>> BEGIN Task material

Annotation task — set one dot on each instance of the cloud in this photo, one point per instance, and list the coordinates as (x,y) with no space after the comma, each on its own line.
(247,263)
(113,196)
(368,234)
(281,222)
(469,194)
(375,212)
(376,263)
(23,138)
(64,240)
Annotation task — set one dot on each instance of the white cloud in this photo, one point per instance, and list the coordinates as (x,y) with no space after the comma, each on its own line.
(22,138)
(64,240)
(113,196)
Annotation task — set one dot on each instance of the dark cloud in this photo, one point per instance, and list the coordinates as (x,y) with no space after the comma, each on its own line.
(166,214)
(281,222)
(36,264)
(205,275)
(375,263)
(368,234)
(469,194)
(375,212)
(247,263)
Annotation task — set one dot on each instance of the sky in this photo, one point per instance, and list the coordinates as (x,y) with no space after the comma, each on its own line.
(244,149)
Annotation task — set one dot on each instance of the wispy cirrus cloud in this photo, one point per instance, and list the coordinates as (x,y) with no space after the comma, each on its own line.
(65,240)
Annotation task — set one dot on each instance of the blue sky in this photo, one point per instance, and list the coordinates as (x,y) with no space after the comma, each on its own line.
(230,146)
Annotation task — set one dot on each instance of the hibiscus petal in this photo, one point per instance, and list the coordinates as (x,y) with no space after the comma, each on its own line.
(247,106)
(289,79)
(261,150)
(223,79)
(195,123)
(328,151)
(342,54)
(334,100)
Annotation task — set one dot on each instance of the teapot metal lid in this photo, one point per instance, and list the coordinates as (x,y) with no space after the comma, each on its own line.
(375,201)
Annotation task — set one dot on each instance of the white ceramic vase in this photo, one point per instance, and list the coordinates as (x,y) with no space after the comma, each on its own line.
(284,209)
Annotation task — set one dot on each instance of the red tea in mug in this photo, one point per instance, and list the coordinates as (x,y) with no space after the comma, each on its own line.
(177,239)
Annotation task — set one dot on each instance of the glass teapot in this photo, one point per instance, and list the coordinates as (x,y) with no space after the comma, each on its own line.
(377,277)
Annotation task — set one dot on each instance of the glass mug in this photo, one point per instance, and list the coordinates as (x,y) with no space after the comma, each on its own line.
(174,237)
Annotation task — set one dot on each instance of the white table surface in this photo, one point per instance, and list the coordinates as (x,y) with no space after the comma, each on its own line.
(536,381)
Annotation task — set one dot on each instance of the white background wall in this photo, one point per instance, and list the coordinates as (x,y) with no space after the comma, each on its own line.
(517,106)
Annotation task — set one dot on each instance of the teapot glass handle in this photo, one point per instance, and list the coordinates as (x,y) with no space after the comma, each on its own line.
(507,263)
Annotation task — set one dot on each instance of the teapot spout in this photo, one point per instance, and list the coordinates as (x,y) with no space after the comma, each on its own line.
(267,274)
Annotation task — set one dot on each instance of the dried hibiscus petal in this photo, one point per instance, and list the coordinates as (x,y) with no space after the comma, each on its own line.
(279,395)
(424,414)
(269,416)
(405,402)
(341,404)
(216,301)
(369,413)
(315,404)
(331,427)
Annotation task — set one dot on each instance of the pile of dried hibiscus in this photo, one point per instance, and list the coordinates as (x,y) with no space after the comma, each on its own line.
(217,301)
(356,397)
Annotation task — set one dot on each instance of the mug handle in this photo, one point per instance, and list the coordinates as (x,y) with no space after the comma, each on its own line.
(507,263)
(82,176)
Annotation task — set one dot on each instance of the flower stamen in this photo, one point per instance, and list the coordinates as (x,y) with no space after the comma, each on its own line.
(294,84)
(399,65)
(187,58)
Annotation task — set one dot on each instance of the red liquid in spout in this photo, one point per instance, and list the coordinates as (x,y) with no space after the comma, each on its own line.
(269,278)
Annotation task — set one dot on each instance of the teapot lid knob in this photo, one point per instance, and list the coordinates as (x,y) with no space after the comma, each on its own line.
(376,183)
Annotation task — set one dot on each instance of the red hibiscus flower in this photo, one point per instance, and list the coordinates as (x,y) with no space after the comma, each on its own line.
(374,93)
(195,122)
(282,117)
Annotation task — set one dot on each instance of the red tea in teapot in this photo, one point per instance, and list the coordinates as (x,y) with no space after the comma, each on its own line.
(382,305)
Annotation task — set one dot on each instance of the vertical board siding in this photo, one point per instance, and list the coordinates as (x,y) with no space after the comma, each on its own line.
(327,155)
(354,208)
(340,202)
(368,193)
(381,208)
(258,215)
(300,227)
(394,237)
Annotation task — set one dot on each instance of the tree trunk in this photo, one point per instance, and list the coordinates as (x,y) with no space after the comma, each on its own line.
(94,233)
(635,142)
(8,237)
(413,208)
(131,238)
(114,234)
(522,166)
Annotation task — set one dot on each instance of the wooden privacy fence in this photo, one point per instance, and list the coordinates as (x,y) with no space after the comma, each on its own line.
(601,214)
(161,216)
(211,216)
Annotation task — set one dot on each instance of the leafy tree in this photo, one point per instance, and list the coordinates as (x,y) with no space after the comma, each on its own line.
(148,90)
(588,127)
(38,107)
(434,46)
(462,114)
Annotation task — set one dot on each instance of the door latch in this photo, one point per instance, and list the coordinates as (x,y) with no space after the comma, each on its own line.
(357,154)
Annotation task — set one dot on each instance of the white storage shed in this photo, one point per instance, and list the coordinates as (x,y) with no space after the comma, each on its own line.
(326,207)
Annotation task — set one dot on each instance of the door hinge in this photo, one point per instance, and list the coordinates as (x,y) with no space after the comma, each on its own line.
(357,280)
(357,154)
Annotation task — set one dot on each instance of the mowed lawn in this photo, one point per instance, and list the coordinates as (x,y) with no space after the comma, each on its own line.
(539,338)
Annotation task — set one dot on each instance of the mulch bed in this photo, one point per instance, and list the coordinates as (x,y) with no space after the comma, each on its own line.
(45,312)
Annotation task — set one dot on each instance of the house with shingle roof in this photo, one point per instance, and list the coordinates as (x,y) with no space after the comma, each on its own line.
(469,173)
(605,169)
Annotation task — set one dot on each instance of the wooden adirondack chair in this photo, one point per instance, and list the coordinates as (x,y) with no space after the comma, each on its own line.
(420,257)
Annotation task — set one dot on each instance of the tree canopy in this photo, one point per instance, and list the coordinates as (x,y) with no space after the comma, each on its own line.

>> END Task material

**The request:** Reproduce each record shown above without altering a single word.

**The completed task:**
Annotation task — set one dot on each instance of the cloud in this photo, one point per instance, and list the coordinates as (x,y) with no space after the comma, each on its own line.
(247,263)
(113,196)
(368,234)
(281,222)
(469,194)
(375,212)
(376,263)
(23,138)
(64,240)
Annotation task — set one dot on each instance of the white cloud in this photo, one point per instance, and list the coordinates as (x,y) with no space after the comma, each on its own line.
(22,138)
(64,240)
(113,196)
Annotation task — set one dot on each instance of the dark cloud in this photo, one point per instance, and list the coordinates as (x,y) with no space after the comma, each on its own line.
(166,214)
(281,222)
(36,264)
(205,275)
(375,263)
(368,234)
(469,194)
(375,212)
(247,263)
Annotation task — set one dot on each instance of the sky in this photo, one point per instance, and list the coordinates as (x,y) with no space after the comma, each on its own line.
(244,149)
Annotation task — set one dot on each instance of the wispy cirrus cloud in this photo, one point per instance, and list the coordinates as (x,y) with no space after the comma, each on its own line.
(65,240)
Annotation task — set one dot on each instance of the blue sky in this photo, one point per instance, and list the coordinates as (x,y) with no space after the comma, each on its own line.
(230,146)
Annotation task — set one dot on each instance of the hibiscus petal in this photo, one point per instance, and list the coordinates as (x,y) with no space after the comma, each on its own line.
(247,106)
(289,79)
(261,150)
(223,79)
(195,123)
(328,151)
(342,54)
(334,100)
Annotation task — set one dot on each instance of the teapot metal lid in this photo, one point per instance, and list the coordinates as (x,y) with no space after the comma, each on its own line.
(375,201)
Annotation task — set one dot on each instance of the white ceramic vase in this photo, one point per instance, and list the coordinates as (x,y) with no space after the comma, each on its own line.
(284,209)
Annotation task — set one dot on each instance of the red tea in mug in this photo, one point per instance, and list the coordinates as (x,y) with no space after the comma, each on its own line.
(177,239)
Annotation task — set one dot on each instance of the glass teapot in this photo, one point per instance, and list the coordinates as (x,y) with no space after the comma, each on its own line.
(377,277)
Annotation task — set one dot on each instance of the glass mug in this photo, one point per instance, and list the coordinates as (x,y) with no space after the comma, each on its own line.
(174,237)
Annotation task — set one dot on each instance of the white table surface in this photo, one point per instance, and list the coordinates as (x,y) with no space after the comma, each on its own line.
(536,381)
Annotation task — set one dot on each instance of the white background wall in this photo, one point per instance, and list the coordinates as (x,y) with no space after the comma, each on its own line.
(517,106)
Annotation task — set one dot on each instance of the teapot glass handle in this photo, one point per instance, and list the coordinates as (x,y) with no space after the comma, each on its own line.
(507,263)
Annotation task — set one dot on each instance of the teapot spout in this photo, one point per instance, and list the coordinates as (x,y) with no space after the comma, each on its own line.
(267,274)
Annotation task — set one dot on each instance of the dried hibiscus petal in this photo, one point per instance, and list the coordinates as (x,y) with no space after the comma, each on its own line.
(279,395)
(424,414)
(269,416)
(405,402)
(341,404)
(216,301)
(369,413)
(315,404)
(331,427)
Annotation task — set one dot on each instance of the pile of dried hibiscus in this photo, one point per instance, and list the coordinates as (x,y) with no space after the comma, each on its own line.
(217,301)
(356,397)
Annotation task — set one dot on each instance of the mug handle in this photo, one point per instance, and list the coordinates as (x,y) with no space after the comma, each on its own line.
(507,263)
(82,176)
Annotation task — set one dot on each instance of the flower stamen in this photo, one point per instance, and list the coordinates as (x,y) with no space after the comma, each on its own line.
(294,84)
(399,65)
(187,58)
Annotation task — set one dot on each instance of the red liquid in spout in this photo, one point per instance, and list the coordinates as (x,y) with no space after the comma, each on its own line.
(269,278)
Annotation task — set one dot on each instance of the teapot lid knob in this photo, one point per instance, and list the coordinates as (x,y) with no space after the comma, each on its own line.
(376,183)
Annotation task — set one dot on each instance of the red hibiscus flower in this photo, one point per instance, and list the coordinates as (x,y) with no space after the comma, each on its own line.
(374,93)
(195,122)
(282,117)
Annotation task — set one dot on each instance of the red tea in teapot in this photo, one point per instance, and list the coordinates as (x,y) with no space after the comma, each on its own line.
(382,305)
Annotation task — set one dot on each instance of the vertical board siding in this photo, one point per instance, and list the coordinates as (x,y) with no space after the comma, each on its own line.
(327,155)
(354,208)
(340,202)
(368,193)
(381,208)
(258,215)
(300,227)
(394,237)
Annotation task — set one dot on each instance of the tree trunk in this photo, one point per instance, and list the coordinates as (x,y) with no space after the comma, each on its own line.
(94,233)
(635,142)
(8,237)
(413,208)
(131,238)
(114,234)
(522,166)
Annotation task — set one dot on each instance of the wooden privacy fence in this photo, one point per instance, and list the coordinates as (x,y) with no space after the comma, each on its own line.
(601,214)
(161,216)
(211,216)
Annotation task — set one dot on each instance of the leafy tree in this photo, one point per instance, and list the coordinates as (x,y) with no space after the comma, each on its own line.
(148,90)
(588,127)
(38,107)
(434,46)
(462,114)
Annotation task — set one dot on each instance of the door latch in this photo, one point per instance, and list the coordinates as (x,y) with no space after the comma, each on its own line.
(357,154)
Annotation task — set one dot on each instance of the white storage shed in this photo, one point per instance, and list the coordinates as (x,y) with no space after the comma, each on its own line.
(326,207)
Annotation task — set one dot on each instance of the door hinge in this photo, one point per instance, and list the coordinates as (x,y) with no space after the comma, each on its own line.
(357,280)
(357,154)
Annotation task — set one dot on each instance of the mowed lawn in this photo, one point per instance, and list the coordinates as (x,y) with no space after the comma, each on its own line.
(539,338)
Annotation task — set one dot on each instance of the mulch bed in this photo, one point per instance, and list the coordinates as (x,y) with no space after the comma, each on its own line.
(45,312)
Annotation task — set one dot on each instance of the house with shingle roof in this photo, one point per instance, and list the coordinates as (x,y) with no space after the comma, each on its own line.
(469,173)
(605,169)
Annotation task — set one dot on each instance of the wooden adirondack chair in this photo, one point per instance, and list the coordinates as (x,y) with no space after the comma, each on its own line.
(420,257)
Annotation task — set one dot on each instance of the tree canopy in this photo, one point per instance, and list the coordinates as (x,y) with no space after the comma, each on its own line.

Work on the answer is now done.